» **DESCRIÇÃO DA TAREFA**
Responda às perguntas seguintes com base no texto sobre o aborto livre:
1. Que aniversário se celebra na semana mencionada no início do texto?
2. Que solução o texto apresenta para o problema de uma vida humana chegada numa gravidez indesejada ou complicada?
3. Quantas mulheres e crianças o texto diz terem sido acolhidas?

Na semana em que se celebra o
nono aniversário do referendo sobre o aborto livre e
praticamente dez anos de falhanços na tentativa de o
legalizar, o que mais nos impressiona a nós,
empenhados nas campanhas do Não, é como ainda hoje,
na sociedade portuguesa e entre os políticos, se
foge de olhar para o assunto de frente.
Sempre dissemos que o aborto
livre era uma resposta errada a um problema real e
concreto: a existência de uma vida humana digna de
protecção mas chegada numa gravidez indesejada ou
complicada. E que esse problema tinha uma solução:
estender a nossa mão e não apontar o dedo.
Pusemo-nos a caminho e fizemos experiência de como
isso era verdade. Contam-se às dezenas as
associações que fundámos (acolhimento a grávidas e
crianças, formação em educação sexual e planeamento
familiar, linhas telefónicas de apoio, etc.) e aos
milhares as pessoas concretas que ajudámos. Às
centenas as mulheres e crianças que acolhemos. De
todas as que desaconselhámos a abortar e no entanto
o fizeram, algumas procuraram-nos depois,
arrependidas. Das que ajudámos a ter um filho, ainda
nenhuma no-lo devolveu ou desistiu de o criar. Como
sempre todo o trabalho que desenvolvemos nunca
mereceu nenhuma atenção dos media. As boas notícias
não interessam.

» **DADOS FORNECIDOS**

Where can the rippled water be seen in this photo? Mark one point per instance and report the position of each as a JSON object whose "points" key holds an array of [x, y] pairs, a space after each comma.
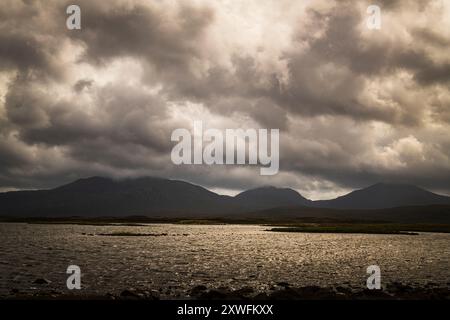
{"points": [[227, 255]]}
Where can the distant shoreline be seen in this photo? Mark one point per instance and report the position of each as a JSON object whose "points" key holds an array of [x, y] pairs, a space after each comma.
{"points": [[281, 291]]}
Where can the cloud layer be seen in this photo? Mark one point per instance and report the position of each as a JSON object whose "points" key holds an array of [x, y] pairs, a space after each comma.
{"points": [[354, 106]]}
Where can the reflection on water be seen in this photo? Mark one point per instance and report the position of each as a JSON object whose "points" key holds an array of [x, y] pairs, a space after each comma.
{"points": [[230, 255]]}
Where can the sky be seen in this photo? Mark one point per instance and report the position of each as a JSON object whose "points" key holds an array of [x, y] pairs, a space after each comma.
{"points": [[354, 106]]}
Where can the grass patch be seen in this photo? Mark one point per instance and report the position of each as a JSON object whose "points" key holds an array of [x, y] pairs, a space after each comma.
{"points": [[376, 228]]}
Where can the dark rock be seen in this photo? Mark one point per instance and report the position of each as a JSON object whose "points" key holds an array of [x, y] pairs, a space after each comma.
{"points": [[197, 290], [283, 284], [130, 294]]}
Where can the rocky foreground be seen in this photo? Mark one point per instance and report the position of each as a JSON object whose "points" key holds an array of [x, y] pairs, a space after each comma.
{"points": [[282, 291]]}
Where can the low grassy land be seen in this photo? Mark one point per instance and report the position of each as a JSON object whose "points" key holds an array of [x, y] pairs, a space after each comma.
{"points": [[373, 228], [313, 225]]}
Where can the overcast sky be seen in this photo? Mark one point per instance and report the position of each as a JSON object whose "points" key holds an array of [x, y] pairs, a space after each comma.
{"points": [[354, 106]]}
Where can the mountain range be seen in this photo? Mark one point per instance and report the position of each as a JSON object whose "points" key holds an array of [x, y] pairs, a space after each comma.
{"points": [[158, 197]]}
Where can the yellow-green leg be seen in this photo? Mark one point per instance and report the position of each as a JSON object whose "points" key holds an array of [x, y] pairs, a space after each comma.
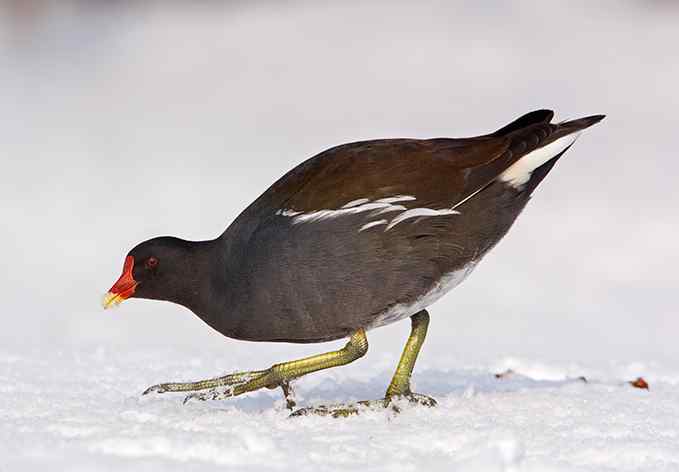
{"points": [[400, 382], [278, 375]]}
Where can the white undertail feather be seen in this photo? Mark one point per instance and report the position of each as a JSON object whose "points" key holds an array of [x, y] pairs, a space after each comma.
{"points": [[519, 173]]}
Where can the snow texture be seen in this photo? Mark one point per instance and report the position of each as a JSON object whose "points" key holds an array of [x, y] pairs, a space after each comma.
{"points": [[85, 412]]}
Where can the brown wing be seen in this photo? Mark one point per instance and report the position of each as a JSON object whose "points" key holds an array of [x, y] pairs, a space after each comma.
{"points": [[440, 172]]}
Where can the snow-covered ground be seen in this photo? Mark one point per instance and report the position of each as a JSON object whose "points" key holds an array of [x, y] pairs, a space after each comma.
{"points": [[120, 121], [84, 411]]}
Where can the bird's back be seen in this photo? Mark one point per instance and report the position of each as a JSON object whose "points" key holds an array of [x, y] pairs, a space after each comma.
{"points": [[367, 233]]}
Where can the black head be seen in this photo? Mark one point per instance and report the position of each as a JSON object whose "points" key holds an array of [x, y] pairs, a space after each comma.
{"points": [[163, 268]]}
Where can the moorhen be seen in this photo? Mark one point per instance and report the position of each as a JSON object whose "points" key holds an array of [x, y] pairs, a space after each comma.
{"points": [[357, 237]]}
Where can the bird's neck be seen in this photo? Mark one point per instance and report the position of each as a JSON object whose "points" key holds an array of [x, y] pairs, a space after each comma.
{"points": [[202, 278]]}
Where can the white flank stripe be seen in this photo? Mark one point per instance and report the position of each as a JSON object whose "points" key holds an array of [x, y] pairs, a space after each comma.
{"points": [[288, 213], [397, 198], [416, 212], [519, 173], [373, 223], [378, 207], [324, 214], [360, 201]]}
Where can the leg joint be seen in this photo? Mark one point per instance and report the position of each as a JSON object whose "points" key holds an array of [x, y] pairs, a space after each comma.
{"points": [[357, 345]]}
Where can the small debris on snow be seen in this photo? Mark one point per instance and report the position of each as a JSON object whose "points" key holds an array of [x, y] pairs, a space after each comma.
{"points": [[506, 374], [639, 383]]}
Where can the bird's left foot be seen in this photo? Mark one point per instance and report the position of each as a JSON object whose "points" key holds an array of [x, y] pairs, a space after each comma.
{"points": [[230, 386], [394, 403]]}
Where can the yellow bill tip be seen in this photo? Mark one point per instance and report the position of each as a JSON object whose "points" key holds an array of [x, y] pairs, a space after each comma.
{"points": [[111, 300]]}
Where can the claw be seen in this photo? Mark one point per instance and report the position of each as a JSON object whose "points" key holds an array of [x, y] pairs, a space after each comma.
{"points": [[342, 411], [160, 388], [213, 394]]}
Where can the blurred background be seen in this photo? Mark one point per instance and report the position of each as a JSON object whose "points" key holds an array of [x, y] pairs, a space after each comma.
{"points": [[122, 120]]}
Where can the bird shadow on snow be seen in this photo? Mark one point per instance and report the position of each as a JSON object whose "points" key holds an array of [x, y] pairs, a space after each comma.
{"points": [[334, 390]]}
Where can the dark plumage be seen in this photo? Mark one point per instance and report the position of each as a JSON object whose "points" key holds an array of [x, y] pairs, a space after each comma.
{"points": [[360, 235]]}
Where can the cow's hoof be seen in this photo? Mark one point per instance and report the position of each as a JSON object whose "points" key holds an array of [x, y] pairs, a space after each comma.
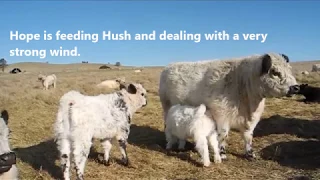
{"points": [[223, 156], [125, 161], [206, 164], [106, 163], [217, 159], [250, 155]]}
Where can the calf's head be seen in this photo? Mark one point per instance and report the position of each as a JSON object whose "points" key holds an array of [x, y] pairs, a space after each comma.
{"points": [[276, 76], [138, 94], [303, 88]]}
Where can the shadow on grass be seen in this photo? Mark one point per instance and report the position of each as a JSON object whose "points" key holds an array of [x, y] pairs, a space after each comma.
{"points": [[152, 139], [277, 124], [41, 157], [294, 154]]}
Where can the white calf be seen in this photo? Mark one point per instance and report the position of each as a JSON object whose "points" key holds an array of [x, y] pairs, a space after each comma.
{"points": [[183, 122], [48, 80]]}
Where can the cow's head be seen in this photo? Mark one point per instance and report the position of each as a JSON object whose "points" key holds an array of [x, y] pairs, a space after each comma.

» **RESULTADO**
1. Celebra-se o nono aniversário do referendo sobre o aborto livre.
2. A solução apresentada é estender a mão e não apontar o dedo.
3. O texto diz que foram acolhidas centenas de mulheres e crianças.